Trecho selecionado
= = = = = = =

Por força da indigitada limitação de recursos, parcela substancial da doutrina vem defendendo que apenas o “mínimo existencial” poderia ser garantido, isto é, apenas esse conjunto - formado pela seleção dos direitos sociais, econômicos e culturais considerados mais relevantes, por integrarem o núcleo da dignidade da pessoa humana,(19) ou porque decorrem do direito básico da liberdade – teria validade erga omnes e seria diretamente sindicável.(20)

4. Posição de Stephen Holmes e Cass R. Sunstein

Como demonstram Stephen Holmes e Cass R. Sunstein no seu livro The Cost of Rights: Why Liberty Depends on Taxes, todos os direitos custam dinheiro, inclusive os direitos negativos, e nada que custe dinheiro pode ser absoluto. Este livro destina-se a desfazer a distinção extremada entre direitos negativos e direitos positivos e elenca exemplos dos custos da efetividade de direitos fundamentais tidos como de primeira dimensão ou geração.

De início o livro revela questionamentos do Center on Constitucionalism in Eastern Europe da Universidade de Chicago, quando se observaram casos como o da Rússia, que consumiu 25% do já inadequado orçamento do judiciário ao tentar implementar julgamentos pelo júri.(21) Segundo os autores, todos os direitos têm custos, porque todos pressupõem o custeio de uma estrutura de fiscalização para implementá-los:

“A Consumer Product Safety Commission gastou, em 1996, 41 milhões de dólares analisando e identificando produtos potencialmente danosos e fiscalizando o cumprimento dos padrões de segurança. Já o Departamento de Justiça dos Estados Unidos, no mesmo ano, gastou US$ 64 milhões em “questões de direitos civis”. A Occupational Safety and Health Administration (OSHA) consumiu US$ 306 milhões no mesmo ano obrigando os empregadores a prover locais de trabalho mais seguros e saudáveis enquanto que a Equal Employment Opportunity Comission (EEOC) despendeu US$ 233 milhões para cuidar que os empregadores não discriminem na contratação, demissão, promoção e transferências.

= = = = = = =

Material de dados
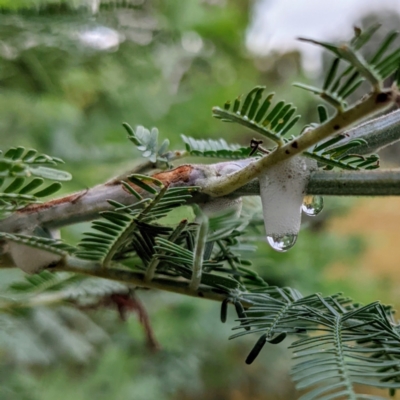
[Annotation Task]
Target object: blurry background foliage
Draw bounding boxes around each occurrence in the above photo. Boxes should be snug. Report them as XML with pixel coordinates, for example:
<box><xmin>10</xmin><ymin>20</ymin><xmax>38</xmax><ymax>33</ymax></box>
<box><xmin>0</xmin><ymin>0</ymin><xmax>400</xmax><ymax>400</ymax></box>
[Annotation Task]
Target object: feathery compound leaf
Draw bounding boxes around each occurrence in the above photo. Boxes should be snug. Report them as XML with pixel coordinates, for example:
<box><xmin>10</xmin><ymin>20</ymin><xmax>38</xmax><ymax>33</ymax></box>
<box><xmin>181</xmin><ymin>135</ymin><xmax>250</xmax><ymax>159</ymax></box>
<box><xmin>304</xmin><ymin>135</ymin><xmax>379</xmax><ymax>170</ymax></box>
<box><xmin>213</xmin><ymin>86</ymin><xmax>300</xmax><ymax>144</ymax></box>
<box><xmin>122</xmin><ymin>122</ymin><xmax>170</xmax><ymax>164</ymax></box>
<box><xmin>291</xmin><ymin>298</ymin><xmax>400</xmax><ymax>400</ymax></box>
<box><xmin>0</xmin><ymin>147</ymin><xmax>71</xmax><ymax>180</ymax></box>
<box><xmin>0</xmin><ymin>232</ymin><xmax>75</xmax><ymax>256</ymax></box>
<box><xmin>77</xmin><ymin>175</ymin><xmax>196</xmax><ymax>267</ymax></box>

= = = = = = =

Tarefa A
Com base no trecho sobre o custo dos direitos, responda:
(i) Qual é o título do livro de Stephen Holmes e Cass R. Sunstein?
(ii) Que parcela do orçamento do judiciário a Rússia consumiu ao tentar implementar julgamentos pelo júri?
(iii) Quanto a Occupational Safety and Health Administration (OSHA) gastou em 1996?
Tarefa B
Extraia do trecho sobre o custo dos direitos tudo o que vai desde "4. Posição de" até "dimensão ou geração.", sem qualquer alteração.
Não é preciso consultar o material.

Solução A
(i) The Cost of Rights: Why Liberty Depends on Taxes.
(ii) 25% do orçamento do judiciário.
(iii) US$ 306 milhões.

Solução B
4. Posição de Stephen Holmes e Cass R. Sunstein

Como demonstram Stephen Holmes e Cass R. Sunstein no seu livro The Cost of Rights: Why Liberty Depends on Taxes, todos os direitos custam dinheiro, inclusive os direitos negativos, e nada que custe dinheiro pode ser absoluto. Este livro destina-se a desfazer a distinção extremada entre direitos negativos e direitos positivos e elenca exemplos dos custos da efetividade de direitos fundamentais tidos como de primeira dimensão ou geração.